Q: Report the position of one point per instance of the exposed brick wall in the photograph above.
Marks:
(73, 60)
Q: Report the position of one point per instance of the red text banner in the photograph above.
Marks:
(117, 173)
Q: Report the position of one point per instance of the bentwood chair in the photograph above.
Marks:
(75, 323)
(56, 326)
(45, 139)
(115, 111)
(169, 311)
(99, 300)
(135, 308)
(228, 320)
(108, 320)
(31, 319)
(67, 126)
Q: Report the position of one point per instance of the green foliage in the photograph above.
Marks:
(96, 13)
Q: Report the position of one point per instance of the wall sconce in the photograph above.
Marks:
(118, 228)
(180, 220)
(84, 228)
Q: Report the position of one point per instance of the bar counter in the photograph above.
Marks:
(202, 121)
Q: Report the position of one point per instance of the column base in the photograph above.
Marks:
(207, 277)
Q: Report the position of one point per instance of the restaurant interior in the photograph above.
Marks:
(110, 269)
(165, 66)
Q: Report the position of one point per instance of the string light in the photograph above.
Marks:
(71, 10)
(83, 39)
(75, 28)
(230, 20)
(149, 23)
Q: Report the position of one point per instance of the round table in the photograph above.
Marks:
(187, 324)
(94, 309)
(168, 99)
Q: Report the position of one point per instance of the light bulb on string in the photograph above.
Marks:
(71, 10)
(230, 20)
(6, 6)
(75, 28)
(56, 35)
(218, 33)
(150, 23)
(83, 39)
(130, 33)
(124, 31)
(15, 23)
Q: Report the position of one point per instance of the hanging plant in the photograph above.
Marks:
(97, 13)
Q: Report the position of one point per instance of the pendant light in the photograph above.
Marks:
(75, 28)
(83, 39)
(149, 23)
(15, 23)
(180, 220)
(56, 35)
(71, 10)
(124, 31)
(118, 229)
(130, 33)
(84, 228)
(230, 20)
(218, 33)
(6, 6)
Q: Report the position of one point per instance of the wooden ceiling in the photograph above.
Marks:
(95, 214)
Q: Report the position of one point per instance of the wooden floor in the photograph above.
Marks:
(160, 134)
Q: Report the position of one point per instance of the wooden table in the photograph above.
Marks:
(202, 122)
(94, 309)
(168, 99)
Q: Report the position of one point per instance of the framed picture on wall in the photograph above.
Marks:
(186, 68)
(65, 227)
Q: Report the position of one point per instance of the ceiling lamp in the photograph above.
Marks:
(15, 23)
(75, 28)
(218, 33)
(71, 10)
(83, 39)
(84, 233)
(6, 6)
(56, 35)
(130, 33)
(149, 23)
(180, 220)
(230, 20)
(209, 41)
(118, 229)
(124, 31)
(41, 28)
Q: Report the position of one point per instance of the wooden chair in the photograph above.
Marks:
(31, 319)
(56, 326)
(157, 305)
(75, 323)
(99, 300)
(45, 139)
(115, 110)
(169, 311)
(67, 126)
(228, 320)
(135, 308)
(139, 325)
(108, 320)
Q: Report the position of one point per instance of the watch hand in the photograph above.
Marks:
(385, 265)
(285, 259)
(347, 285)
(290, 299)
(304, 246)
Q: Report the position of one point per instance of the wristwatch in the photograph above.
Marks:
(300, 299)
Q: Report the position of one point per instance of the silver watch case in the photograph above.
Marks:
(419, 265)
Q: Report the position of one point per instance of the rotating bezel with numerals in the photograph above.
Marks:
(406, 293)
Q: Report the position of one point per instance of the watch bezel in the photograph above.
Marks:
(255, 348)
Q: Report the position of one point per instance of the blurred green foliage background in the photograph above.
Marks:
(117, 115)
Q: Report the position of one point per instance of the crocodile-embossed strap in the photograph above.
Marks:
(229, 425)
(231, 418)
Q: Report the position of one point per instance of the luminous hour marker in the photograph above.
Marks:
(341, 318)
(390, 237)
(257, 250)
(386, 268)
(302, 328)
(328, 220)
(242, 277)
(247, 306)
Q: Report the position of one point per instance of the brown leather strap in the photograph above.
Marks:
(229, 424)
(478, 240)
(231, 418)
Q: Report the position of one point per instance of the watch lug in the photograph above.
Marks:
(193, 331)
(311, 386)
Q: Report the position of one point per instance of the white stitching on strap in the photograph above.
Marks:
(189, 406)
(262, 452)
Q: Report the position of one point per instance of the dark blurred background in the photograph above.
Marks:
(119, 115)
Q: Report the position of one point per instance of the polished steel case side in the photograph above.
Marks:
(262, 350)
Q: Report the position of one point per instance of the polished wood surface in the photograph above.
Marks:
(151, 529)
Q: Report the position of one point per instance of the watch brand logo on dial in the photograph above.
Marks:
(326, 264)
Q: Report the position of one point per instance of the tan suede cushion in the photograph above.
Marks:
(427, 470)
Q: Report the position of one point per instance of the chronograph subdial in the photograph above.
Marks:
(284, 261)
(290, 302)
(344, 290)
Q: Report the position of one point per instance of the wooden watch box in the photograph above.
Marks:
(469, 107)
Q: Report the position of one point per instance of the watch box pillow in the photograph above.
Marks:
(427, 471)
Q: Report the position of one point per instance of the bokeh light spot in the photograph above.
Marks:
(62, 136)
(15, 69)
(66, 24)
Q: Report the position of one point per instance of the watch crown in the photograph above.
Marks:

# Problem
Retype all of the data shown above, word for word.

# Final answer
Q: Report the position of one point per instance of the exposed brick wall in the photograph above.
Marks:
(73, 60)
Q: Report the position of one point per instance of the red text banner in the photograph above.
Marks:
(117, 173)
Q: Report the position of one point per instance of the bentwood chair in the photograph above.
Marks:
(75, 323)
(56, 326)
(45, 139)
(115, 111)
(169, 311)
(99, 300)
(135, 308)
(228, 320)
(108, 320)
(31, 319)
(67, 126)
Q: Report the position of one point per instance of the green foliage in the photograph above.
Marks:
(96, 13)
Q: Report the position of one point per instance of the wall sconce in the photograph above.
Marks:
(118, 228)
(180, 220)
(84, 228)
Q: Report the position of one point per instance of the bar counter in the photograph above.
Marks:
(202, 121)
Q: Report the position of one point per instance of the column base in the photograph above.
Marks:
(207, 277)
Q: Report the position of one point per instance of the restaurant interior in the photograph above.
Marks:
(110, 269)
(165, 66)
Q: Report the position of one point per instance of the string light in the photograph above.
Marks:
(71, 10)
(83, 39)
(75, 28)
(230, 20)
(149, 23)
Q: Report the position of one point per instance of the round table in the photograph above.
Marks:
(187, 324)
(94, 309)
(168, 99)
Q: Report the position of one point per instance of the light bulb on string in the photograph above.
Marks:
(71, 10)
(230, 20)
(6, 6)
(75, 28)
(56, 35)
(218, 33)
(150, 23)
(83, 39)
(130, 33)
(124, 31)
(15, 23)
Q: Report the position of one point per instance of the hanging plant in the photograph above.
Marks:
(97, 13)
Q: Report the position of one point per instance of the pendant light in the photograph above.
Marks:
(75, 28)
(83, 39)
(149, 23)
(15, 23)
(180, 220)
(56, 35)
(71, 10)
(124, 31)
(118, 229)
(130, 33)
(84, 228)
(230, 20)
(218, 33)
(6, 6)
Q: Report the position of one point per instance of the wooden ceiling in the photograph above.
Marks:
(95, 214)
Q: Report the position of one point per instance of the wooden floor in the photograph above.
Marks:
(160, 134)
Q: Report the position of one point per instance of the wooden table in the photograph above.
Marks:
(202, 122)
(94, 309)
(168, 99)
Q: Report the position of one point per instance of the framed picture on wall in the photograph above.
Marks:
(186, 68)
(65, 227)
Q: Report the position of one point per instance of the ceiling lamp in the photograph above.
Marks:
(15, 23)
(75, 28)
(218, 33)
(71, 10)
(83, 39)
(84, 233)
(6, 6)
(56, 35)
(130, 33)
(149, 23)
(180, 220)
(230, 20)
(209, 41)
(118, 229)
(124, 31)
(41, 28)
Q: Report the position of one point per instance of the wooden chair in the photograph above.
Marks:
(31, 319)
(56, 326)
(157, 305)
(75, 323)
(99, 300)
(45, 139)
(115, 110)
(169, 311)
(67, 126)
(228, 320)
(135, 308)
(139, 325)
(108, 320)
Q: Report the position of one point per instance of the watch hand in the photograph above.
Marks:
(385, 265)
(285, 259)
(347, 285)
(290, 299)
(304, 246)
Q: Report the position of one point per instance of the wristwatch in the photograph above.
Marks:
(300, 299)
Q: Report the position of one point per instance of the silver watch case in the photograph above.
Marks:
(419, 265)
Q: Report the position of one point per instance of the rotating bezel with numerals in the photograph above.
Marks:
(406, 293)
Q: Report the position of one point per instance of the watch bezel in the photograph above.
Marks:
(255, 348)
Q: Report the position of one point per instance of the blurred green foliage background in the photograph above.
Marks:
(117, 115)
Q: Report the position of one point per instance of the crocodile-embossed strap in the photograph above.
Marks:
(229, 425)
(231, 418)
Q: Report the position of one point per instance of the luminous hour marker in the photograph above.
Marks:
(341, 318)
(390, 237)
(257, 250)
(386, 268)
(302, 328)
(328, 220)
(242, 277)
(247, 306)
Q: Report the position of one point per instance of the brown leather strap in the photograph above.
Marks:
(229, 424)
(478, 240)
(231, 418)
Q: Report the position of one point per instance of the watch lug in the photograph above.
Marks:
(193, 331)
(311, 386)
Q: Report the position of one point per instance of the white stitching on strap in the photograph above.
Marks:
(189, 406)
(262, 452)
Q: Report the position of one point per instance of the dark blurred background in the photograph above.
Marks:
(119, 115)
Q: Report the position of one point per instance of the polished steel case side in the photograph above.
Marks:
(262, 350)
Q: Report the position of one point per instance of the polished wood surface in the photograph above.
Marks:
(151, 529)
Q: Report the position of one point per instance of the watch brand logo on dial in the photograph above.
Marks:
(326, 264)
Q: Report the position of one point per instance of the tan suede cushion in the photograph above.
Marks:
(427, 470)
Q: Report the position of one point per instance of the chronograph subdial in the photograph above.
Marks:
(284, 261)
(290, 302)
(344, 290)
Q: Report the position of one point per instance of the wooden watch box in the photograph above.
Marks:
(469, 107)
Q: Report the position of one point per instance of the watch box pillow in the photograph above.
Marks:
(427, 471)
Q: Report the position of one point per instance of the bokeh light spot in the photograph above.
Marks:
(62, 136)
(15, 69)
(66, 24)
Q: Report the position of one point per instance of the watch crown in the photograph above.
Marks:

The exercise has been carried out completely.